> _Excerpted text_:
I guess I'm a little scared that losing one reason (and I have no idea if SA even reads Fudge these days) may mean that I can't do it anymore but then, this year at least, I haven't felt the same level of ... again, I'm not sure what, pride, satisfaction ...? 

Neither of those seem like the right word.

I have been proud of some of my posts, I have felt satisfied that I've done my very best with them.

Maybe the catalyst was my Birthday yesterday.

I turned 46.

I want to laugh faintly hysterically when I write that.  It's a number that seems like it can't possibly apply to me.

When I mentioned that to a friend I was chatting to on FB last night he said:

'its just a label, people need to label things, I find it stupid. lets call it 28.  You are beautiful and  your age is inconsequential'.  

While that really was such a lovely compliment I think 28 may just be a  little too young for me so I'll settle for  35 I think ;).


I really am a little confused.   

Pieces in the air once more, discombobulated, and I'm not  sure what to do.

I would say I need to take a blogging break but I've thought that a couple of times in the past and that's almost immediately been followed by an overwhelming urge to write and over blog.

Bugger, I started this post with such a clear idea of what I wanted to say and do and now I simply dont know.

You know what the biggest wrench would be?

I LOVE the name of my blog.   I knew the instance SA said it that one day it would be my blogs name just as I thought he would always be a part of my life but things change don't they?

*if that sounds a little creepy I should point out that it was with their knowledge and they did want to be a part of my life ;)

What's My Number .... ?

46

Monday 12 March 2012

WoW - The Dance


Write On Wednesdays
 
 

This week we are linking up with Claire at Quilt of Dragonflies for WoW.

The prompt this week is zany:

This week, try to find the zany in your life, or just create the zany in someone else's. Feel free to write a fictional quirky character, or take inspiration from your own life. Wherever the prompt takes you, a letter, poem, song, anything you feel like writing. Keep your post on the short side: up to 500 words OR a 5 minute stream of consciousness exercise. Link your finished piece to the list and begin popping by the other links to enjoy others writing. The linky will be open from Monday to Friday.

Items from a dataset:
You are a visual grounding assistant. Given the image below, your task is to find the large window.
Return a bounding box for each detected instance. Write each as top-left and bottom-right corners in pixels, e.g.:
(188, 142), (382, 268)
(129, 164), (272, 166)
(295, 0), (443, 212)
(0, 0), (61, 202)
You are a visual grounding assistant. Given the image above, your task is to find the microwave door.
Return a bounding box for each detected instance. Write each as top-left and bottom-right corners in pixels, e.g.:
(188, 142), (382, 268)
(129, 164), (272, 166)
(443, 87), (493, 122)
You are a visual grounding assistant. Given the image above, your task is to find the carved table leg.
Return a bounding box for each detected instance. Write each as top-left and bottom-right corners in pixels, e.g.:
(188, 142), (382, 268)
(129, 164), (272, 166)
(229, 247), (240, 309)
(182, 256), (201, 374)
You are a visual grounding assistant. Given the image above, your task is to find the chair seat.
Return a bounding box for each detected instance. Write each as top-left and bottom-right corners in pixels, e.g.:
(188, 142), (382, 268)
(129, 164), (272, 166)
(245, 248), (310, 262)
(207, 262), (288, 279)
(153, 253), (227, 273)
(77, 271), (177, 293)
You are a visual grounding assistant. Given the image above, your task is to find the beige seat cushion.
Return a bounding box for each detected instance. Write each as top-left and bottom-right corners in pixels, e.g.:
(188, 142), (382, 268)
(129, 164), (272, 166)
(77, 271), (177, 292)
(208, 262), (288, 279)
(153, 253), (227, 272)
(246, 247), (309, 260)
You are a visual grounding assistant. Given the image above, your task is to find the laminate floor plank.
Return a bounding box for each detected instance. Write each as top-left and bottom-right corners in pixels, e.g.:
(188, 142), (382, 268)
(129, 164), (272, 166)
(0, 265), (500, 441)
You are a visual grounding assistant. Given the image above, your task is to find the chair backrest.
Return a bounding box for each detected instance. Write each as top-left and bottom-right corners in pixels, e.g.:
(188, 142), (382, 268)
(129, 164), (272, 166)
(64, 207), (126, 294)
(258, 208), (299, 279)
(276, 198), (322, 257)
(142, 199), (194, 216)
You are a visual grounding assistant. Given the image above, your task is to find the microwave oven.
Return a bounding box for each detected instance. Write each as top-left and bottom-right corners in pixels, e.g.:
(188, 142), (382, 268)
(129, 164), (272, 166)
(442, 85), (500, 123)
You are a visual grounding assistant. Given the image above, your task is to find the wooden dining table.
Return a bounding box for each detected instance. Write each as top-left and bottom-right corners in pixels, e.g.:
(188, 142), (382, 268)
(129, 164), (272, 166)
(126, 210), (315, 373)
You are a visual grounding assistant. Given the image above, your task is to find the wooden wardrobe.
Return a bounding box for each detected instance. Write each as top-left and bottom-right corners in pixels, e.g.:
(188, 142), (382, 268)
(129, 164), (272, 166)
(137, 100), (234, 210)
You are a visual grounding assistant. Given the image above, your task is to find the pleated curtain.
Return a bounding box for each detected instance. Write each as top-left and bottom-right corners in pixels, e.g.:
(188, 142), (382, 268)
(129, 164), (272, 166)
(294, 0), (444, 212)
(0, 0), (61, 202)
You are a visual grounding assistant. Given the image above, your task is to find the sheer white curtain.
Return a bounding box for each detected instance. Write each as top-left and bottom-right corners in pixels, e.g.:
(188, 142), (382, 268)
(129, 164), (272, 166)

---

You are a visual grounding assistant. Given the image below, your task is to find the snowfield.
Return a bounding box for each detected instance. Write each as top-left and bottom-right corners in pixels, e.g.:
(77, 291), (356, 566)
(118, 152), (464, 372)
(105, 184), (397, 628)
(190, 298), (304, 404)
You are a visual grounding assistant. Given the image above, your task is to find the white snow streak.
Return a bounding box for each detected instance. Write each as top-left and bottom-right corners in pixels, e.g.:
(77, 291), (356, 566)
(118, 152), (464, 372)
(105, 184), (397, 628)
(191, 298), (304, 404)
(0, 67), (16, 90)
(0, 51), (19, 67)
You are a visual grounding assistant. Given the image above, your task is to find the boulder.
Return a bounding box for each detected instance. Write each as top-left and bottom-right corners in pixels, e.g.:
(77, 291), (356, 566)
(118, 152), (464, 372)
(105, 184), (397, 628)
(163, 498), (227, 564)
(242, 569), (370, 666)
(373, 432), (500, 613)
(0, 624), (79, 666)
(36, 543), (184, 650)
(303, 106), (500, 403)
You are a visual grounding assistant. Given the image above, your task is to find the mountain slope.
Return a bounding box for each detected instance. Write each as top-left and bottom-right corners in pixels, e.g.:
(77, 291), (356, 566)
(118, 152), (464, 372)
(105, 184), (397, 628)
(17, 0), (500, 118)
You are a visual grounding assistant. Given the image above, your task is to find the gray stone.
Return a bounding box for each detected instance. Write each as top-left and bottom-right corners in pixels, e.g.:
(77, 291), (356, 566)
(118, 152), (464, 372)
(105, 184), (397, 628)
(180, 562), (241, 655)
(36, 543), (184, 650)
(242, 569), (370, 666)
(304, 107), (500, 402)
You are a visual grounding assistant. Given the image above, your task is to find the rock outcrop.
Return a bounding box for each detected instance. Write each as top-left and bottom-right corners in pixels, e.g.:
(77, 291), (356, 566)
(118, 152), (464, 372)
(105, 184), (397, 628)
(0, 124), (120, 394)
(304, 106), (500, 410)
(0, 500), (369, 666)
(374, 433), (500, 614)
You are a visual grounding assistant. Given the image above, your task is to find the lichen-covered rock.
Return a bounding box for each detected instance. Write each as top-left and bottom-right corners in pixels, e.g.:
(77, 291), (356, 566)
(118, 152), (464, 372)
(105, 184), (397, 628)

...

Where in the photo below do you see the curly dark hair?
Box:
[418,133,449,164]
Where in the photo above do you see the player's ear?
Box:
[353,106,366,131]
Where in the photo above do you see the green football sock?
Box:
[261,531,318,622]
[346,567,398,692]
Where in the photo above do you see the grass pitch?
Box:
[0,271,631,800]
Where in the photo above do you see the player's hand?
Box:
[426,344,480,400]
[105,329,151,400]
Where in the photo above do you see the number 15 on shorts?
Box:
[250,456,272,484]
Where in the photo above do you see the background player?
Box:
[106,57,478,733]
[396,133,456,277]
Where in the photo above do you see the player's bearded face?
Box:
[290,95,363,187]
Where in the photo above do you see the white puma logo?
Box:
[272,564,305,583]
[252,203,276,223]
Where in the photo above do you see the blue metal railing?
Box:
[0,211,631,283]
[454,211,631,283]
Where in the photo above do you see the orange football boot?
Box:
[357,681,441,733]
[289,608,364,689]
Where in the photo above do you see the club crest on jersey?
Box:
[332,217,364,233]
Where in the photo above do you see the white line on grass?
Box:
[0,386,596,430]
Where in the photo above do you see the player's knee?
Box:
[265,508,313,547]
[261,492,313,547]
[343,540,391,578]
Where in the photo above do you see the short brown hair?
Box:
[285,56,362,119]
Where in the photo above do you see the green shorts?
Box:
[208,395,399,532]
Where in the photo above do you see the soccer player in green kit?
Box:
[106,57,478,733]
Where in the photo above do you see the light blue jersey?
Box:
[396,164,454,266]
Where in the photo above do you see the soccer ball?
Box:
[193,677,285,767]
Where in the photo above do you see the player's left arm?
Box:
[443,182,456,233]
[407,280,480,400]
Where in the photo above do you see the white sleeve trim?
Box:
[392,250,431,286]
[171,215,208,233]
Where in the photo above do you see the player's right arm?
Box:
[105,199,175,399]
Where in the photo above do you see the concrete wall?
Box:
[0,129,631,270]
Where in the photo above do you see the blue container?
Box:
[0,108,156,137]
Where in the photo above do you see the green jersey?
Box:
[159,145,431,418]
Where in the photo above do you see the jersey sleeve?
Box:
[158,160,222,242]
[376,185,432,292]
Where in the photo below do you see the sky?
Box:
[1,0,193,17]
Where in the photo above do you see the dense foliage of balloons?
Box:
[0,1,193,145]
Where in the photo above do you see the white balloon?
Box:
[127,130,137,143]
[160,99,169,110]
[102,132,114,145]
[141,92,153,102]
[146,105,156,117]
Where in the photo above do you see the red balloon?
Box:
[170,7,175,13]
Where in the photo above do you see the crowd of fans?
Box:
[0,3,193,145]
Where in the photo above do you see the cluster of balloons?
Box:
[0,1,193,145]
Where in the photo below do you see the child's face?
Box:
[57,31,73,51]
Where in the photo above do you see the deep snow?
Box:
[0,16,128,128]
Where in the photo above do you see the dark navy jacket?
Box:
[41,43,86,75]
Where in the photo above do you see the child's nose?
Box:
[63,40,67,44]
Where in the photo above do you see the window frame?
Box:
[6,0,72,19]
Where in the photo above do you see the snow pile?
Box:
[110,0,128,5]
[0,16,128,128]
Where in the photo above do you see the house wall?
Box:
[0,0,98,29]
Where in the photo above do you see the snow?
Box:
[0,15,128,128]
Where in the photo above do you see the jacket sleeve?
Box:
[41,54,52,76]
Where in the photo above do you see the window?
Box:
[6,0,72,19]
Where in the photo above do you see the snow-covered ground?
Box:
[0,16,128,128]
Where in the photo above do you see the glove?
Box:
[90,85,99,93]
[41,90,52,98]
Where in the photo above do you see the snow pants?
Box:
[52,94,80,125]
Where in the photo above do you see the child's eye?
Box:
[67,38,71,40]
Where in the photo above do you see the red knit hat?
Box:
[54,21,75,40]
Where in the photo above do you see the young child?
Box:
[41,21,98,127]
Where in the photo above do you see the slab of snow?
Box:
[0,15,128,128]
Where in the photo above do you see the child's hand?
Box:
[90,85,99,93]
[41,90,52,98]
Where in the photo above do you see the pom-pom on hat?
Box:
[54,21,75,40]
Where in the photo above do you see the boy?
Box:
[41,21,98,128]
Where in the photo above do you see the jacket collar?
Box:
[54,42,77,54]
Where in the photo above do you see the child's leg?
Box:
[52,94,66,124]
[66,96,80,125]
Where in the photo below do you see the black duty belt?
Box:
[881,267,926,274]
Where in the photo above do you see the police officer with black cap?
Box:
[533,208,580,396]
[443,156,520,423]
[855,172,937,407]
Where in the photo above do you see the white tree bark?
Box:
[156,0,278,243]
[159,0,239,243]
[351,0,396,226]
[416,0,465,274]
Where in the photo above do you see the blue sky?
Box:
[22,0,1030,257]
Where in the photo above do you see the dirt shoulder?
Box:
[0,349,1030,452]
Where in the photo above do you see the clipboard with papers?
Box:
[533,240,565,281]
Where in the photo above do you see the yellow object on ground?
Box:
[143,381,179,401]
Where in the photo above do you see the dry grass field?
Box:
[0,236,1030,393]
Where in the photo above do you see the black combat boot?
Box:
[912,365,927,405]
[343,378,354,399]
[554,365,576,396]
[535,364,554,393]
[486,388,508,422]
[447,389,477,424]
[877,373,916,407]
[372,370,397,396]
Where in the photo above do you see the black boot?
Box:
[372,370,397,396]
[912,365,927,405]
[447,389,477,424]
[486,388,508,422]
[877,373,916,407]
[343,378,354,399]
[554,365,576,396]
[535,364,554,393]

> _Short exercise A_: In the records, quote everything from the line containing "the large window." down to the line containing "(443, 87), (493, 122)", word for word.
> _Short exercise B_: Pick up the blog excerpt where it stops and keep writing.

> _Written reply A_:
You are a visual grounding assistant. Given the image below, your task is to find the large window.
Return a bounding box for each detected instance. Write each as top-left and bottom-right corners in pixels, e.g.:
(188, 142), (382, 268)
(129, 164), (272, 166)
(295, 0), (443, 212)
(0, 0), (61, 202)
You are a visual grounding assistant. Given the image above, your task is to find the microwave door.
Return a bounding box for each detected instance. Write each as top-left and bottom-right corners in pixels, e.g.:
(188, 142), (382, 268)
(129, 164), (272, 166)
(443, 87), (493, 122)

> _Written reply B_:
This post is more a physical observation rather than a character one but I hope that can be forgiven.

I may link up a second post in a few days based on the same person but more in keeping with the prompt.


                                              *************



I study his face intently although Ive seen it a thousand or more times before.



The creases at the corner of his eye are slightly lighter than the surrounding skin from squinting into the sun perhaps, or where laughter has caused them to pleat with mirth.

Has his hairline receded a little over the years?

I can't be sure. 

Maybe he's always had that slightly high forehead, or maybe there is just that little bit more on show these days.

If I look closely I see a few threads of grey  but they are lost in a mixture of almost white blond and gold.

The illusion is of eternal youth, of vitality.

I can't see the colour of his eyes from this angle but I know they are the deep clear blue of the Cornish sea on a summers day  in the light brown setting of a year round tan from spending every moment possible outside.

The tips of his lashes are a darker shade of blond than his hair and touched with gold.

His nose is very straight.  I've always had a bit of a thing about noses.  They don't have to be perfect they just have to have a certain indefinable something. 

A nose has so much character don't you think? 

For me even more so than eyes or lips.

With his head turned slightly away from me I can only see the curve of his bottom lip.  It's full and he's smiling faintly at the antics played out before him.

Sensing my gaze he briefly glances my way before turning back to the screen but his hand reaches out and covers mine, a thumb gently stroking my wrist over and over.

I continue my observation.

There are flecks of grey in his beard, but is it a beard?  No, not really, just three days or so shy of a razor and yet, it's a little too long right now to be called stubble.

Tomorrow it may be gone, replaces by smooth skin, the contours of his face visible once more. But today I have an urge to reach out and stroke it, it looks so soft.

My hand moves almost of its own volition as I lift it to test this theory.  He senses the movement and turns again towards me, I quickly change direction and brush my hair out of my eyes.

"Are you tired" he asks.

He askes me many questions, over and over again. 

Are you tired, have you eaten, are you cold, are you ok? 

Knowing, that unchecked, I  neglect to address these simple things for myself.

I shake my head because I can't begin to articulate the thoughts in my mind.

He smiles and releases my hand and I feel chilled until he reaches out an arm pulling me against his side and my head rests on his shoulder.

This time his touch isn't mindless.  Its warm and comforting and for a moment I think I might cry.

I can feel emotions building inside me, looking desperately for some expression, some outlet, some way to stop them from turning inwards and onto me.

To stop me from drowning.

I swallow and clear my throat and his grip tightens slightly as he offers me a sip from his glass of water.

Again I soundlessly shake my head, afraid that I wont be able to swallow, that I'm too full, that the action of contracting the necessary muscles would actually choke me.

I wonder if he can sense my torment as he folds his other arm around me and gathers me in a hug kissing the top of my head.

I close my eyes and breath in the warm clean scent of him.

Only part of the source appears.